• **Page extract**:
Marketing Attribution – Benefits, Best Attribution Tools for B2B

Published by Patrick Anidi on

In B2B, the buyer’s journey isn’t very linear. Prospects engage with a brand from an average of 10 channels before making a purchase. With so many marketing channels to handle, marketers are faced with the challenge of tracking which particular touchpoint or campaign impacted the conversion of a prospect.

 

How do you solve this issue? With marketing attribution.

 

So what is marketing attribution? How does it benefit the marketing efforts?

 

This article will explain everything you need to know about marketing attribution, its benefits as well as the best attribution tools.

 

 

What is marketing attribution?

Marketing attribution is the process of evaluating different marketing touchpoints buyers interact with before arriving at a sale or conversion.

 

As mentioned earlier, the consumer buying journey is far from linear. Imagine a typical buyer journey: prospects read content on Linkedin and blog –> you retarget them and show them ads to promote a lead magnet –> lead is captured and you send them emails -> user is nurtured -> more stuff happens –> user gets passed to sales –>becomes a customer.

 

Which marketing channel is attributed to the buyers’ conversion? The goal of marketing attribution is to understand how touchpoints are helping in creating customers.

 

However, it goes beyond simply analyzing data to know the best performing marketing campaign or channel. Marketing attribution involves a combination of out of the box thinking, effective data correlation, and an attribution model to identify what works and use the insights to make better marketing decisions.

 

Image Source: marketingland.com

 

Benefits of Marketing Attribution

So does marketing attribution only provide a detailed overview of the impact of marketing efforts? No, other great benefits come with marketing attribution. Here are 5 benefits you can derive from marketing attribution.

 

1. Connecting marketing efforts to revenue

Famous marketing pioneer, John Wanamaker once quoted “Half the money I spend on advertising is wasted, the trouble is I don’t know which half.”

 

Though this quote dates back to the 19th century, it still highlights the major challenge marketers face today- not being able to connect marketing efforts to revenue.

 

Marketing attribution allows you to evaluate marketing data to identify specific channels and campaigns that have the greatest impact on revenue growth and then optimizing resources to maximize ROI from them.

 

Attribution data also provides a deep understanding of the different stages of the buyer’s journey. This information is important to align marketing and sales efforts and ensure they can drive revenue growth.

• **Given information**:
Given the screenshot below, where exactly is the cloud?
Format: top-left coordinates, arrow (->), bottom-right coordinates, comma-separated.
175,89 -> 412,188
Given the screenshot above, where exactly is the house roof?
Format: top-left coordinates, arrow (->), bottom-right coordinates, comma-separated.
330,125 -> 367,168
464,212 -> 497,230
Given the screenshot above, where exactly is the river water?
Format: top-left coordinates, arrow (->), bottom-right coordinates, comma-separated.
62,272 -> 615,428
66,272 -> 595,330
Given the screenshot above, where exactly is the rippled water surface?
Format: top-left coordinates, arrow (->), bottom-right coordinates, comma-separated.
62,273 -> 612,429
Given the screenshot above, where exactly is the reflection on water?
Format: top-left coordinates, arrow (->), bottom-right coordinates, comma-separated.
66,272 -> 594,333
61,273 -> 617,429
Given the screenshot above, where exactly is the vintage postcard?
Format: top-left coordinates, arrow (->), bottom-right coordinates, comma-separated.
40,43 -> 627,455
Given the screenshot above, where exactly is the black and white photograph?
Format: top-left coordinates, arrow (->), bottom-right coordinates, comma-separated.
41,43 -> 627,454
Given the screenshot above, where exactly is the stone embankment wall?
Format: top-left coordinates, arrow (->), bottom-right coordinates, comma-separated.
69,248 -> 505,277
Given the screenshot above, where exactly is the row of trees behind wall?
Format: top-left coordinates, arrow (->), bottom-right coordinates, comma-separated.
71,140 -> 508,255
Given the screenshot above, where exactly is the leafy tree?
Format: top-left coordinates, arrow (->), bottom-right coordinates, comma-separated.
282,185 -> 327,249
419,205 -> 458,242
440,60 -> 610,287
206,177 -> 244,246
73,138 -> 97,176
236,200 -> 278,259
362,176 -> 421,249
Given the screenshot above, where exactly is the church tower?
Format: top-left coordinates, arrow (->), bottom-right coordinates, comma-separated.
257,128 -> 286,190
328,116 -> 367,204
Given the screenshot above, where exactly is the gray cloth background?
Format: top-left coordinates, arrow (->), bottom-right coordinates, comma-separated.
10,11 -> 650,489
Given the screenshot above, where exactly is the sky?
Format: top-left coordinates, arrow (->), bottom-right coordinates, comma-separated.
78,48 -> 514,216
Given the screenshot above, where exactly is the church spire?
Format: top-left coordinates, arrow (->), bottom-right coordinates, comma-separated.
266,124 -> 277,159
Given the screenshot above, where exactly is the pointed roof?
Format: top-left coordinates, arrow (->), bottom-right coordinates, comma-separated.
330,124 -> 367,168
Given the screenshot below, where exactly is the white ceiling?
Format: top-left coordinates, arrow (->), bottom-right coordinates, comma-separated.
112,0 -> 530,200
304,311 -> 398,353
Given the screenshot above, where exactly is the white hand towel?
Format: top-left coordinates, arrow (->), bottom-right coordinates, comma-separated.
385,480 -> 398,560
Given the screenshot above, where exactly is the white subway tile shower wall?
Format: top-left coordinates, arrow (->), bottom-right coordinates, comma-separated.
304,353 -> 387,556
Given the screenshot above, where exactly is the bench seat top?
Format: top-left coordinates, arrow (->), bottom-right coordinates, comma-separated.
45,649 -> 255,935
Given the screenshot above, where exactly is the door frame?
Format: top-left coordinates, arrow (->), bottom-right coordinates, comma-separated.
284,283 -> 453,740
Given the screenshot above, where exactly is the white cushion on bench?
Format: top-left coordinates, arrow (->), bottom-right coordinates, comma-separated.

• **Stated task 1**:
According to the marketing attribution article, what three things does marketing attribution involve in combination?
• **Stated task 2**:
Reproduce the passage of the marketing attribution article that starts at "Marketing Attribution –" and runs up to and including "the marketing efforts?".

• **Finished answer 1**:
- Out of the box thinking
- Effective data correlation
- An attribution model

• **Finished answer 2**:
Marketing Attribution – Benefits, Best Attribution Tools for B2B

Published by Patrick Anidi on

In B2B, the buyer’s journey isn’t very linear. Prospects engage with a brand from an average of 10 channels before making a purchase. With so many marketing channels to handle, marketers are faced with the challenge of tracking which particular touchpoint or campaign impacted the conversion of a prospect.

 

How do you solve this issue? With marketing attribution.

 

So what is marketing attribution? How does it benefit the marketing efforts?